>> Start Material supplied
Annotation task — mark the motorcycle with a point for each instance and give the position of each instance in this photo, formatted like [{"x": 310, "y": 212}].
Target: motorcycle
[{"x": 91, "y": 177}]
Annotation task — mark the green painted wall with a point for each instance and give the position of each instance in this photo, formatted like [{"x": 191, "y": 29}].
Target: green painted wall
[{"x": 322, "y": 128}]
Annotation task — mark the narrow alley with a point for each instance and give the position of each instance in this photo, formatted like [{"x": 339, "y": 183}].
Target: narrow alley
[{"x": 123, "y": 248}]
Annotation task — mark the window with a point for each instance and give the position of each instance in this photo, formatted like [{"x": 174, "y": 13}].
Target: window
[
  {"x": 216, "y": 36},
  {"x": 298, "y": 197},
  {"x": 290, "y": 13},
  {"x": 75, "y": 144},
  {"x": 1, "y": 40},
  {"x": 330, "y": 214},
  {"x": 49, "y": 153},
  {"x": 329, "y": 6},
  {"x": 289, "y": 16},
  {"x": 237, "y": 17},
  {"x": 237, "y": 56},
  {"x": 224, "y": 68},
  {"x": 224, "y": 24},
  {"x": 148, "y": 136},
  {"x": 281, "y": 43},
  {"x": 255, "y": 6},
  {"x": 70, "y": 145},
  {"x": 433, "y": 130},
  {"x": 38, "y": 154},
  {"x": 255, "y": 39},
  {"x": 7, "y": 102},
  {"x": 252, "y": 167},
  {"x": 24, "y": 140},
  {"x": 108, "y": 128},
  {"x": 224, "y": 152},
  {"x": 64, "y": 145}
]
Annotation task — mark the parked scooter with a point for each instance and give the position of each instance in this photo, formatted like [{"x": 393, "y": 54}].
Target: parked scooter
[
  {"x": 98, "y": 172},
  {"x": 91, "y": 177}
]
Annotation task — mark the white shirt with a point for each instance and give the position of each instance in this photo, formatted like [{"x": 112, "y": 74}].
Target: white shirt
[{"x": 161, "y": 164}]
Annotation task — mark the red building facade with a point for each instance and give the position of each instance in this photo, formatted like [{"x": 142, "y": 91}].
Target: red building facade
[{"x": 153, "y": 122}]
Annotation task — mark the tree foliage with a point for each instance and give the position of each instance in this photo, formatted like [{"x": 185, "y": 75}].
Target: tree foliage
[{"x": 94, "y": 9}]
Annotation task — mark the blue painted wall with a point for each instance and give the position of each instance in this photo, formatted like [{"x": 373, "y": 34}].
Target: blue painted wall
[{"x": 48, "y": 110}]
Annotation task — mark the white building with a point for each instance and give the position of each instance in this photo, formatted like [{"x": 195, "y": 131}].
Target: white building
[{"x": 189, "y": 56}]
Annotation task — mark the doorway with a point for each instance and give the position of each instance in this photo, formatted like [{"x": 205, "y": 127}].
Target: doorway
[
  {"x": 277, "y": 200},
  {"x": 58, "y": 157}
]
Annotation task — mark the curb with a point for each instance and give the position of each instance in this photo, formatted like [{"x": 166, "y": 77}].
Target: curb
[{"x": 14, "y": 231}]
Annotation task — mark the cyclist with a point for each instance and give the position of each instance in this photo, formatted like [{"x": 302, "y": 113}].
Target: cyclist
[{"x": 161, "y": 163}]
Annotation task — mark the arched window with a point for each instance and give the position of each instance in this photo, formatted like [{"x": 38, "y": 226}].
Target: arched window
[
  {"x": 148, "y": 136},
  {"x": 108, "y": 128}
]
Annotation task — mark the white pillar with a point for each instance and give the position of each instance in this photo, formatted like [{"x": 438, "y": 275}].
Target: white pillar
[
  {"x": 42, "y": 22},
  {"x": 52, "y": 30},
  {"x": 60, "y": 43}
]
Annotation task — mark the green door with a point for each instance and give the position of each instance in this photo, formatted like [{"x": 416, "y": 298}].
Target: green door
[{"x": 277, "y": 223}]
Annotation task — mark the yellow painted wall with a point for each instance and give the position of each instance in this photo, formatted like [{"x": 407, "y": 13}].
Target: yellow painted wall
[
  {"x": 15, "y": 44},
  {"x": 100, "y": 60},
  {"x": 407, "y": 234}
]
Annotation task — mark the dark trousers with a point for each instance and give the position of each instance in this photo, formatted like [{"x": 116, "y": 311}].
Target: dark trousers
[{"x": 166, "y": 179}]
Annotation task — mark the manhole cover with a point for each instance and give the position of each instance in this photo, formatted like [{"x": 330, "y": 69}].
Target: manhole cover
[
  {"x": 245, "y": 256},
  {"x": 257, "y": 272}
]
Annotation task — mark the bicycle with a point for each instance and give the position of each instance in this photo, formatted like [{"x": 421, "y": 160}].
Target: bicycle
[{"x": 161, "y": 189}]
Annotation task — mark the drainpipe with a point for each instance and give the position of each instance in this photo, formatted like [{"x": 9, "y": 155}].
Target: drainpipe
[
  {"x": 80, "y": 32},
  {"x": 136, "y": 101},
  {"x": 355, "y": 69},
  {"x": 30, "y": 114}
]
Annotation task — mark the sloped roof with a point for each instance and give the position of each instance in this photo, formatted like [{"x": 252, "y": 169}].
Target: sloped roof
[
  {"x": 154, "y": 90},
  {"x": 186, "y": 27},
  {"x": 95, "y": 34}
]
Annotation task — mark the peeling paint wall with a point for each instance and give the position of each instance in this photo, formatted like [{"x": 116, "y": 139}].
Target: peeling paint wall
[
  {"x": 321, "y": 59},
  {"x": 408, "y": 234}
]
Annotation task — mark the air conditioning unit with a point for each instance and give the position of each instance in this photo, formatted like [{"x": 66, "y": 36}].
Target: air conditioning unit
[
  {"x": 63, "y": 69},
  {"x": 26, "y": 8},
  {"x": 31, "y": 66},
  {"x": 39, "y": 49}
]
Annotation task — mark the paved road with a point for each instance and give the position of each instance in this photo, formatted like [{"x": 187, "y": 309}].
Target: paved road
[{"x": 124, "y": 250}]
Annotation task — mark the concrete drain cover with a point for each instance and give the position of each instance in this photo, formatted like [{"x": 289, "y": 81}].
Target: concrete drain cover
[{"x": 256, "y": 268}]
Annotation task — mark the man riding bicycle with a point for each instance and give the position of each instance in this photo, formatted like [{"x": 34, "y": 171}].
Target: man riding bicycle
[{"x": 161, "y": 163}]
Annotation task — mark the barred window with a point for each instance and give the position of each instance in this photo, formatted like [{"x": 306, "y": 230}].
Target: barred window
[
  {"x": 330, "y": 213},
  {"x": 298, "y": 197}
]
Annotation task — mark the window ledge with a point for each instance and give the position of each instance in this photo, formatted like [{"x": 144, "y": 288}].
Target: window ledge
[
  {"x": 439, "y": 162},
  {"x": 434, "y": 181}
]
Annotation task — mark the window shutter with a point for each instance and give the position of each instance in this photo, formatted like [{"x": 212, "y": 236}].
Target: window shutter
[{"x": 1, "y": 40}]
>> End Material supplied
• **Task to carry out**
Write down every line of the data exactly as it appears above.

• **The solution**
Annotation task — mark the motorcycle with a point for each instance and give the position of each instance in this photo, formatted like [{"x": 310, "y": 212}].
Target: motorcycle
[{"x": 91, "y": 177}]
Annotation task — mark the green painted wall with a point for each instance and give the position of each instance in this photo, formatted like [{"x": 191, "y": 29}].
Target: green painted wall
[{"x": 322, "y": 128}]
Annotation task — mark the narrow alley with a point for each instance and give the position of each instance in this photo, formatted like [{"x": 339, "y": 183}].
Target: narrow alley
[{"x": 123, "y": 248}]
Annotation task — mark the window with a point for each instance and give the position of each instance in this photo, formatted like [{"x": 174, "y": 13}].
Target: window
[
  {"x": 216, "y": 36},
  {"x": 298, "y": 197},
  {"x": 290, "y": 13},
  {"x": 75, "y": 144},
  {"x": 1, "y": 40},
  {"x": 330, "y": 214},
  {"x": 49, "y": 153},
  {"x": 329, "y": 6},
  {"x": 289, "y": 16},
  {"x": 237, "y": 17},
  {"x": 237, "y": 56},
  {"x": 224, "y": 68},
  {"x": 224, "y": 24},
  {"x": 148, "y": 136},
  {"x": 281, "y": 43},
  {"x": 255, "y": 6},
  {"x": 70, "y": 145},
  {"x": 433, "y": 130},
  {"x": 38, "y": 154},
  {"x": 255, "y": 39},
  {"x": 7, "y": 102},
  {"x": 252, "y": 167},
  {"x": 24, "y": 140},
  {"x": 108, "y": 128},
  {"x": 224, "y": 152},
  {"x": 64, "y": 145}
]
Annotation task — mark the parked scooter with a point for each instance and give the position of each instance in this photo, formatted like [{"x": 393, "y": 54}].
Target: parked scooter
[
  {"x": 98, "y": 172},
  {"x": 91, "y": 177}
]
Annotation task — mark the white shirt with a point for each instance and give the position of each instance in this photo, formatted like [{"x": 112, "y": 74}].
Target: white shirt
[{"x": 161, "y": 164}]
Annotation task — mark the red building facade with a point for each instance and give the position of each instance in this photo, formatted like [{"x": 142, "y": 91}].
Target: red building facade
[{"x": 153, "y": 122}]
Annotation task — mark the tree foliage with a point for each instance and give the position of each instance in this photo, formatted like [{"x": 185, "y": 75}].
Target: tree foliage
[{"x": 94, "y": 9}]
Annotation task — mark the blue painted wall with a point for each instance and give the position of each instance in this photo, formatted like [{"x": 373, "y": 34}].
Target: blue painted wall
[{"x": 48, "y": 110}]
Annotation task — mark the white building with a point for each instance and give the position of each instance in this photo, formatted like [{"x": 195, "y": 131}].
Target: white building
[{"x": 189, "y": 56}]
Annotation task — mark the doorway with a point for each instance and give the position of each instance in this photo, formatted like [{"x": 205, "y": 127}].
Target: doorway
[
  {"x": 277, "y": 200},
  {"x": 58, "y": 157}
]
Annotation task — mark the curb with a point for each instance and give the position of each instance in this photo, formatted like [{"x": 166, "y": 77}].
Target: curb
[{"x": 14, "y": 231}]
Annotation task — mark the cyclist with a point for each instance and give the position of each instance in this photo, formatted like [{"x": 302, "y": 113}].
Target: cyclist
[{"x": 161, "y": 163}]
Annotation task — mark the arched window with a point for each instance and give the position of each instance in this photo, formatted like [{"x": 38, "y": 226}].
Target: arched window
[
  {"x": 148, "y": 136},
  {"x": 108, "y": 128}
]
Annotation task — mark the white pillar with a point for each instance and give the position of each instance in this photo, formatted like [{"x": 438, "y": 275}].
Target: white pillar
[
  {"x": 42, "y": 22},
  {"x": 52, "y": 30},
  {"x": 60, "y": 43}
]
Annotation task — mark the green door with a point for each instance and give the position of each instance in this photo, formatted like [{"x": 416, "y": 298}].
Target: green door
[{"x": 277, "y": 223}]
Annotation task — mark the yellow painted wall with a point for each instance and give the position of each instance in this photo, formatted like [{"x": 407, "y": 13}].
Target: yellow painted wall
[
  {"x": 15, "y": 44},
  {"x": 100, "y": 60},
  {"x": 407, "y": 234}
]
Annotation task — mark the dark trousers with a point for each instance and give the position of each instance in this photo, formatted like [{"x": 116, "y": 311}].
Target: dark trousers
[{"x": 166, "y": 179}]
Annotation task — mark the manhole cover with a point for each instance and give the position of each instance in this photo, formatted like [{"x": 330, "y": 69}].
Target: manhole cover
[
  {"x": 245, "y": 256},
  {"x": 257, "y": 272}
]
Annotation task — mark the bicycle with a point for each instance and give the position of each instance in this photo, formatted like [{"x": 421, "y": 160}].
Target: bicycle
[{"x": 161, "y": 189}]
Annotation task — mark the drainpipe with a point for each instance and give the position of each instance in this photo, formatted like [{"x": 9, "y": 155}].
Target: drainpipe
[
  {"x": 80, "y": 32},
  {"x": 136, "y": 101},
  {"x": 355, "y": 69},
  {"x": 30, "y": 114}
]
Annotation task — mark the sloped roof with a point for each instance and give the position of each instance in this photo, formatted like [{"x": 252, "y": 169}].
Target: sloped roof
[
  {"x": 154, "y": 90},
  {"x": 186, "y": 27},
  {"x": 95, "y": 34}
]
Annotation task — mark the peeling paint wall with a point for each instance and give the position of each instance in this photo, formatted like [{"x": 116, "y": 139}].
Target: peeling paint wall
[
  {"x": 321, "y": 59},
  {"x": 408, "y": 234}
]
Annotation task — mark the air conditioning unit with a point for each instance and give the position of each instance in this photo, formatted like [{"x": 66, "y": 36}].
Target: air conditioning unit
[
  {"x": 63, "y": 69},
  {"x": 26, "y": 8},
  {"x": 31, "y": 66},
  {"x": 39, "y": 49}
]
Annotation task — mark the paved road with a point for each instance and give the position of each instance in this photo, formatted like [{"x": 187, "y": 309}].
Target: paved road
[{"x": 124, "y": 250}]
Annotation task — mark the concrete drain cover with a point for each instance and give the position of each instance in this photo, formatted like [{"x": 289, "y": 81}].
Target: concrete drain cover
[{"x": 256, "y": 268}]
Annotation task — mark the man riding bicycle with a point for each instance and give the position of each instance in this photo, formatted like [{"x": 34, "y": 171}].
Target: man riding bicycle
[{"x": 161, "y": 163}]
Annotation task — mark the barred window with a point for each instance and give the position of each instance in this photo, formatted like [{"x": 306, "y": 230}].
Target: barred window
[
  {"x": 330, "y": 213},
  {"x": 298, "y": 197}
]
Annotation task — mark the window ledge with a point for each instance and give the position of each instance in this photo, formatted like [{"x": 144, "y": 288}].
Target: window ledge
[
  {"x": 439, "y": 162},
  {"x": 434, "y": 181}
]
Annotation task — mark the window shutter with a point for each instance and give the position of each instance in this photo, formatted like [{"x": 212, "y": 236}].
Target: window shutter
[{"x": 1, "y": 40}]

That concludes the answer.